Exercise - Reproduce the following lines verbatim, covering every record.

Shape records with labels
--------------------------------------------------

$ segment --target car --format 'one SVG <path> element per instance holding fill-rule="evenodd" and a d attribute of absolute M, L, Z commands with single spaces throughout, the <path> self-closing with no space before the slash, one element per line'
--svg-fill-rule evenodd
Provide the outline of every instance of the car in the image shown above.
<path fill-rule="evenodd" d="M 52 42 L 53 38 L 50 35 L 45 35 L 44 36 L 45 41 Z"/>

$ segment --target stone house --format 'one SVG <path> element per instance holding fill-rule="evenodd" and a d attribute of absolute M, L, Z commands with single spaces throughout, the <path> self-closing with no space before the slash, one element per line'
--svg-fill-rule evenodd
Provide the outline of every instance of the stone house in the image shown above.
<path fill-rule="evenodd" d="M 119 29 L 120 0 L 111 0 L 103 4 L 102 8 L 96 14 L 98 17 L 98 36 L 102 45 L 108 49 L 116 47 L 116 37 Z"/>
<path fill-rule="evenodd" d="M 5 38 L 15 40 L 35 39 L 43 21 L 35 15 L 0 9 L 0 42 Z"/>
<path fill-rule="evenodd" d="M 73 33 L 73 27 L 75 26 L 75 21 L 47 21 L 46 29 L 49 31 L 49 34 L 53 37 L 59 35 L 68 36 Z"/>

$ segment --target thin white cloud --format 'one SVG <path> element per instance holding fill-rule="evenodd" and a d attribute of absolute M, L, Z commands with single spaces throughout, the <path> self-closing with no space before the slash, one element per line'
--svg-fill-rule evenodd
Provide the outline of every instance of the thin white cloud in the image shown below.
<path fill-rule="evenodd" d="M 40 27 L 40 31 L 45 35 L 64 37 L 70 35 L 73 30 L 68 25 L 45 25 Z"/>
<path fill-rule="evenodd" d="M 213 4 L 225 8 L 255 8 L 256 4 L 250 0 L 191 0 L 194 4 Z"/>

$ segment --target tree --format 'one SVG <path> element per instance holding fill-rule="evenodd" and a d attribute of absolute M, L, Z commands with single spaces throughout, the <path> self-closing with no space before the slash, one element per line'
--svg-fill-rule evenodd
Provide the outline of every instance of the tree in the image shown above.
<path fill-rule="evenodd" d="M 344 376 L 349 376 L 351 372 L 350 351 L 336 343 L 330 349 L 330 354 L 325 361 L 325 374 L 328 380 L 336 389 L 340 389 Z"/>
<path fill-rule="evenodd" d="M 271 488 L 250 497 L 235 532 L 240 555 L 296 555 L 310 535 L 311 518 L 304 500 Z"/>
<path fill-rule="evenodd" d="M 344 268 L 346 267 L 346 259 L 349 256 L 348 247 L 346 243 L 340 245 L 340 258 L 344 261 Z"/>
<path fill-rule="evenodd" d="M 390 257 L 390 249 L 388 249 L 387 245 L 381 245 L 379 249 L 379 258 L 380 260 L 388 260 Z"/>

--------------------------------------------------

Correct response -
$ segment --target car --format 'one SVG <path> element per instance holding fill-rule="evenodd" and a d attribute of absolute M, L, Z commands with single spaces throughout, the <path> self-closing with no space before the slash, one element per line'
--svg-fill-rule evenodd
Provide the outline of every instance of the car in the image shown above.
<path fill-rule="evenodd" d="M 52 42 L 53 38 L 50 35 L 45 35 L 44 36 L 45 41 Z"/>

$ segment --target stone house --format 'one SVG <path> element per instance holding fill-rule="evenodd" and a d attribute of absolute M, L, Z commands with single spaces throughout, the <path> self-closing with no space before the slash, one element per line'
--svg-fill-rule evenodd
Provide the outline of every instance of the stone house in the image shown above.
<path fill-rule="evenodd" d="M 119 29 L 120 0 L 111 0 L 103 4 L 102 8 L 96 14 L 98 17 L 98 36 L 102 45 L 108 49 L 116 47 L 116 37 Z"/>
<path fill-rule="evenodd" d="M 5 38 L 15 40 L 35 39 L 43 21 L 35 15 L 0 9 L 0 42 Z"/>
<path fill-rule="evenodd" d="M 73 33 L 73 27 L 75 26 L 75 21 L 47 21 L 46 29 L 49 31 L 49 34 L 53 37 L 59 35 L 68 36 Z"/>

$ segment --target thin white cloud --format 'one SVG <path> element per instance holding fill-rule="evenodd" and a d attribute of absolute M, L, Z commands with single spaces throughout, the <path> self-closing with no space before the slash, one element per line'
--svg-fill-rule evenodd
Provide the outline of every instance of the thin white cloud in the image shown below.
<path fill-rule="evenodd" d="M 40 27 L 40 31 L 45 35 L 64 37 L 70 35 L 73 30 L 68 25 L 45 25 Z"/>
<path fill-rule="evenodd" d="M 213 4 L 225 8 L 255 8 L 256 4 L 250 0 L 191 0 L 194 4 Z"/>

$ segment --target tree --format 'one SVG <path> element per instance holding fill-rule="evenodd" and a d attribute of absolute M, L, Z commands with single spaces throughout, the <path> self-closing with no space before the slash, one element per line'
--svg-fill-rule evenodd
Provide the outline of every instance of the tree in the image shown above.
<path fill-rule="evenodd" d="M 344 376 L 349 376 L 351 372 L 350 351 L 336 343 L 330 349 L 330 354 L 325 361 L 325 374 L 328 380 L 336 389 L 340 389 Z"/>
<path fill-rule="evenodd" d="M 271 488 L 250 497 L 235 532 L 240 555 L 296 555 L 310 535 L 311 518 L 304 500 Z"/>
<path fill-rule="evenodd" d="M 344 268 L 346 267 L 346 259 L 349 256 L 348 247 L 346 243 L 340 245 L 340 258 L 344 261 Z"/>
<path fill-rule="evenodd" d="M 390 257 L 390 249 L 388 249 L 387 245 L 381 245 L 379 249 L 379 258 L 380 260 L 388 260 Z"/>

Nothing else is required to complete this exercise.